WRITTEN INSTRUCTION: Reproduce every line of the listing below, requests included. Scale each point coordinate in the answers by 0.8, rounding to the nearest whole number with halves going up, and leave the numbers in the requests and their format samples as they are.

MATERIAL FOR THIS EXERCISE:

+ + + + + + +

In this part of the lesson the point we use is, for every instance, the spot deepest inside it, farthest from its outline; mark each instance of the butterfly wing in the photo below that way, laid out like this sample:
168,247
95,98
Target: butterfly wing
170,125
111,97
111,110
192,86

+ + + + + + +

SOLVED EXERCISE:
In this part of the lesson the point we use is, for every instance, the spot deepest inside it, farthest from its outline; mark each instance of the butterfly wing in the photo below that way, laid out like this sample:
168,247
95,98
Target: butterfly wing
136,100
89,78
89,88
154,69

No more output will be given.